■ Data for review ■
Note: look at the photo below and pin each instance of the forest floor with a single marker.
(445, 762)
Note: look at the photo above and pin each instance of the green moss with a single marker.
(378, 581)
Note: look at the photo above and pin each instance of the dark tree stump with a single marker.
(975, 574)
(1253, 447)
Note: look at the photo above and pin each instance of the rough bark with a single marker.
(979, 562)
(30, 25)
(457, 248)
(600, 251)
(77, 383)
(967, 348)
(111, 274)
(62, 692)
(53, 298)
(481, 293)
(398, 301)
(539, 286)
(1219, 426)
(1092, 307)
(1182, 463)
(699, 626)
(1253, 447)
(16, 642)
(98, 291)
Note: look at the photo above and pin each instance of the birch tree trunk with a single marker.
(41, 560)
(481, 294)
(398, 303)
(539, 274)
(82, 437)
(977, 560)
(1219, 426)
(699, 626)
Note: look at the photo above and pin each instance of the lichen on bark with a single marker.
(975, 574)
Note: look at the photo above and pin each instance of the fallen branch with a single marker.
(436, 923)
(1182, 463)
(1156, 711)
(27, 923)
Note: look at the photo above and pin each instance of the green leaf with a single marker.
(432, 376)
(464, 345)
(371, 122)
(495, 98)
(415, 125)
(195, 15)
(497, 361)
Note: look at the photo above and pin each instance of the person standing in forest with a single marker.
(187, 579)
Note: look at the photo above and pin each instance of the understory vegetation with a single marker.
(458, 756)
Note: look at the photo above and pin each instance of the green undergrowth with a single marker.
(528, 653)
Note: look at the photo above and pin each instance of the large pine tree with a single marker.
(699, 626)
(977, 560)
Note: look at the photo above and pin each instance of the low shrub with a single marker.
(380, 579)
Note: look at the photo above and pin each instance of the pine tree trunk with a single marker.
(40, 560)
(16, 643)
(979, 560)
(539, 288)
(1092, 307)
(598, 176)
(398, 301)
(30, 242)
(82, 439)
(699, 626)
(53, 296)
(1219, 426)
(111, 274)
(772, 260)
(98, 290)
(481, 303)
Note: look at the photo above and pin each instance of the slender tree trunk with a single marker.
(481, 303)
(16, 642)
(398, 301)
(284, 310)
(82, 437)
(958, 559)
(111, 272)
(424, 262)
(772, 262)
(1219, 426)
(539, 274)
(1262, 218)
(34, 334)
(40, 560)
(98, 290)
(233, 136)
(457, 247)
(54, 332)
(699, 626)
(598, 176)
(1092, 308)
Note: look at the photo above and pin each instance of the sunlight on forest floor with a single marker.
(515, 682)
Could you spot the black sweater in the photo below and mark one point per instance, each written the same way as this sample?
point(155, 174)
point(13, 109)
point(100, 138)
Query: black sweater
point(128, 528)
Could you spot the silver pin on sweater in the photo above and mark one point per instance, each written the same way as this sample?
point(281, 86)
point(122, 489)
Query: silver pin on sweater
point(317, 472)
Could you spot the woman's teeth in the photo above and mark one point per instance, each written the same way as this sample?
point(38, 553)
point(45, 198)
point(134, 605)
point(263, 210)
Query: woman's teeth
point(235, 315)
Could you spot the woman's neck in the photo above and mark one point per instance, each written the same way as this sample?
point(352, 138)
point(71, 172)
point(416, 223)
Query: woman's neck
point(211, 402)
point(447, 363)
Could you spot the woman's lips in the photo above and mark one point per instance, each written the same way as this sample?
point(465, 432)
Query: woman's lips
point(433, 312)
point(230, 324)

■ What you have to do ■
All of the material must be written out again without any change.

■ Solution for this exercise ■
Note: look at the photo below and pin each instance of the forest floor with a single marker.
(445, 762)
Note: look at the photo above and pin each instance of the green moss with a single marker.
(378, 581)
Note: look at the photo above and pin each instance of the dark tree stump with a single marker.
(975, 574)
(1253, 447)
Note: look at the photo above and pin each instance of the rough bark with a single marker.
(979, 562)
(30, 25)
(457, 248)
(600, 251)
(77, 383)
(967, 348)
(111, 274)
(62, 692)
(53, 298)
(481, 293)
(398, 301)
(539, 286)
(1219, 426)
(1092, 307)
(1182, 463)
(699, 626)
(1253, 447)
(16, 642)
(98, 291)
Note: look at the photo above and pin each instance of the birch tree trunk with a single marker.
(41, 560)
(481, 294)
(398, 303)
(539, 274)
(82, 437)
(977, 560)
(1219, 426)
(699, 626)
Note: look at the photo above and pin each instance of the lichen on bark with a single marker.
(975, 574)
Note: look at the photo above and pin each instance of the fallen branch with a single marker.
(436, 923)
(1182, 463)
(1156, 711)
(27, 923)
Note: look at the photo above and pin each instance of the green leaf with a single marker.
(432, 376)
(464, 345)
(371, 122)
(495, 98)
(415, 125)
(195, 15)
(497, 361)
Note: look at the photo above and pin each instance of the person standing in forest with a single marker.
(187, 579)
Note: look at the photo above and pin each instance of the understory vegetation with a single marker.
(458, 756)
Note: look at the photo above and pin each instance of the green undergrowth with a single marker.
(528, 653)
Note: look at the photo above and pin each instance of the large pine tree with a single marker.
(699, 626)
(977, 560)
Note: look at the photo above and pin each instance of the low shrub with a single marker.
(380, 579)
Note: look at the photo above and pin each instance of the pine tree trunk with a single marker.
(40, 560)
(16, 643)
(979, 560)
(539, 288)
(1092, 307)
(598, 176)
(398, 301)
(30, 242)
(82, 439)
(699, 626)
(53, 296)
(1219, 426)
(111, 274)
(772, 260)
(98, 290)
(481, 303)
Note: look at the photo above and pin each instance of the slender tree trunk with a single marker.
(481, 303)
(16, 642)
(398, 301)
(284, 310)
(82, 437)
(958, 559)
(111, 272)
(424, 262)
(772, 262)
(1219, 426)
(539, 274)
(1262, 218)
(34, 334)
(40, 560)
(98, 290)
(233, 136)
(457, 247)
(54, 332)
(699, 626)
(598, 176)
(1092, 308)
Note: look at the photo above and pin each instance of the sunlight on forest floor with a single marker.
(515, 682)
Could you spot the black sweater in the photo below and mark one point per instance, each written the same way as this sample?
point(155, 174)
point(13, 109)
point(100, 138)
Query: black sweater
point(128, 528)
Could you spot the silver pin on sweater in the photo above and mark one point per instance, each written the same way as this sample?
point(281, 86)
point(122, 489)
Query: silver pin on sweater
point(317, 472)
Could you spot the woman's teeth in the photo above and mark one point per instance, each written the same way as this sample?
point(38, 553)
point(45, 198)
point(134, 605)
point(263, 210)
Query: woman's teeth
point(235, 315)
Could you spot the woman's neck in the photo above and mark one point per instance, each written the same way as this sample?
point(352, 138)
point(71, 172)
point(416, 223)
Query: woman's neck
point(211, 402)
point(447, 363)
Could you spot the woman's lips in the photo above and mark one point per instance, each written the same way as this sample?
point(465, 432)
Query: woman's lips
point(433, 312)
point(230, 324)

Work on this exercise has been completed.